§ **Problem to work on**: Please reproduce, exactly and with nothing added, the line containing "Task: locate the player's" and every line after it to the end of the records.

§ **Records provided**:
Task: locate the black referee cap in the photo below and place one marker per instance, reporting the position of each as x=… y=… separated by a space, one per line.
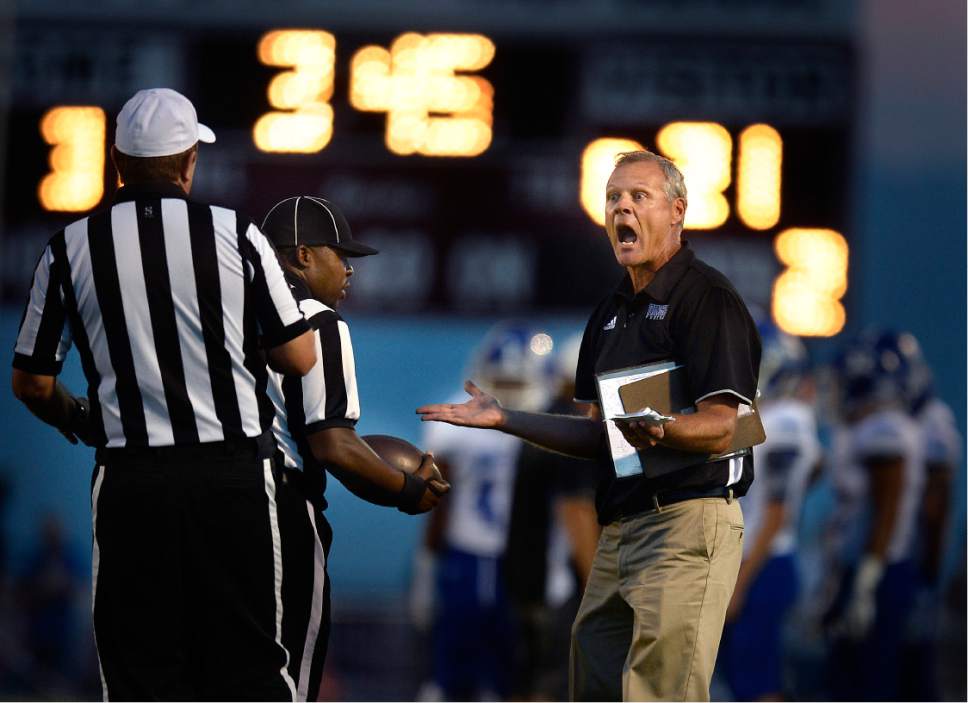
x=311 y=221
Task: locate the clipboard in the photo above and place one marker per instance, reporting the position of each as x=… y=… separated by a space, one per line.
x=663 y=387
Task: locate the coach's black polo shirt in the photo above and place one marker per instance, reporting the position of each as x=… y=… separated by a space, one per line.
x=691 y=314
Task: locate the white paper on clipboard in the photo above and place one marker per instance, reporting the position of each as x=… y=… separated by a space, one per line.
x=625 y=458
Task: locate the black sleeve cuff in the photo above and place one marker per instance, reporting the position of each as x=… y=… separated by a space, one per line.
x=286 y=334
x=40 y=367
x=330 y=423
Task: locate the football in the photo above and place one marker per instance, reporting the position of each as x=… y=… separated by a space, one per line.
x=398 y=453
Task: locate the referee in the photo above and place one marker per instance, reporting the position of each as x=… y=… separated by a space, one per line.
x=315 y=428
x=174 y=307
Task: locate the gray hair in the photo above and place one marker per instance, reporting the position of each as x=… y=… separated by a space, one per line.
x=675 y=185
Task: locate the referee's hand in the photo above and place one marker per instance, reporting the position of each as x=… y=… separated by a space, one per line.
x=640 y=434
x=435 y=486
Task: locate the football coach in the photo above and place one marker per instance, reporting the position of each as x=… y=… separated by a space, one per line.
x=174 y=307
x=652 y=614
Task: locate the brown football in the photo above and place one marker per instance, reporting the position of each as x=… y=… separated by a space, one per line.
x=398 y=453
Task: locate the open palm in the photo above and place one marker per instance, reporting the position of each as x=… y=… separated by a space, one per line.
x=480 y=410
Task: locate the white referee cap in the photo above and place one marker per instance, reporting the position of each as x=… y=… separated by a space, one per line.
x=159 y=122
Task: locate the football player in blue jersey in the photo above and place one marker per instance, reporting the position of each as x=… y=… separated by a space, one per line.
x=750 y=656
x=878 y=475
x=942 y=444
x=471 y=632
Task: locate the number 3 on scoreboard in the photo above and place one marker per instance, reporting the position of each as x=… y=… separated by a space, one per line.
x=303 y=122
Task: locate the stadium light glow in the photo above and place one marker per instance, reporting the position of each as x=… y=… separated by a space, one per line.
x=431 y=110
x=76 y=180
x=542 y=344
x=758 y=176
x=806 y=296
x=597 y=163
x=303 y=122
x=703 y=152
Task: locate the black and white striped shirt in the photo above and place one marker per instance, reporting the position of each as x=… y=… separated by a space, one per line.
x=325 y=397
x=166 y=301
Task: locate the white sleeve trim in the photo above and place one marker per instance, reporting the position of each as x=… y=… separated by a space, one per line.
x=729 y=391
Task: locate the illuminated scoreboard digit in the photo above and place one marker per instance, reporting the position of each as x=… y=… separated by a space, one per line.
x=806 y=296
x=303 y=122
x=431 y=110
x=76 y=179
x=480 y=154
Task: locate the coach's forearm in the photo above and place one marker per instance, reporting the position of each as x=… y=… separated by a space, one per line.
x=566 y=434
x=45 y=397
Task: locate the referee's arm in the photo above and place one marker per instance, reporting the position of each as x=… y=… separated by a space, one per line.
x=295 y=357
x=45 y=397
x=42 y=343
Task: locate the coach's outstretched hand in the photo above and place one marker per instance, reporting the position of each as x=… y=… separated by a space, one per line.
x=481 y=410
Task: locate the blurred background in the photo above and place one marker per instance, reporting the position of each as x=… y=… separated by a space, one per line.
x=823 y=144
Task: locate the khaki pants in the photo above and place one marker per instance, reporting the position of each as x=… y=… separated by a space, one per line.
x=650 y=621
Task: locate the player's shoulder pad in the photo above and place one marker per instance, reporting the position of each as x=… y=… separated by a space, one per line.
x=884 y=433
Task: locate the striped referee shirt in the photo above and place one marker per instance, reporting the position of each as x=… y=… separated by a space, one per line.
x=168 y=302
x=326 y=397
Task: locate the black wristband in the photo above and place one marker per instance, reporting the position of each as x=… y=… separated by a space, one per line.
x=411 y=493
x=79 y=423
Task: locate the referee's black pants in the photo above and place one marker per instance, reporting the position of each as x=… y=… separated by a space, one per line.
x=307 y=537
x=187 y=569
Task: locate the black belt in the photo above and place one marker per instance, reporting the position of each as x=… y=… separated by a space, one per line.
x=261 y=447
x=660 y=499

§ **Finished exercise**:
Task: locate the player's shoulder pad in the photo above and place one marker per instance, reporting the position of each as x=… y=… separated by a space, one per line.
x=884 y=433
Task: locate the striped referee shirt in the photo above and place one marker per instance, reporting the position of each as x=… y=… separated by a space, one per line.
x=168 y=302
x=326 y=397
Task: locate the black wristband in the photo above and place one marker per instance, reporting the position of each as x=… y=… separated by a space, one per line.
x=411 y=493
x=79 y=423
Task: locate the referee's black pants in the photo above and place one marker per instance, reporting the position of each as x=… y=… separated by a space, one per line.
x=307 y=537
x=187 y=569
Task: locate the black belt in the photo above and place one marker per instance, reporting the position of each as x=… y=… separated by a space, one per line.
x=261 y=447
x=660 y=499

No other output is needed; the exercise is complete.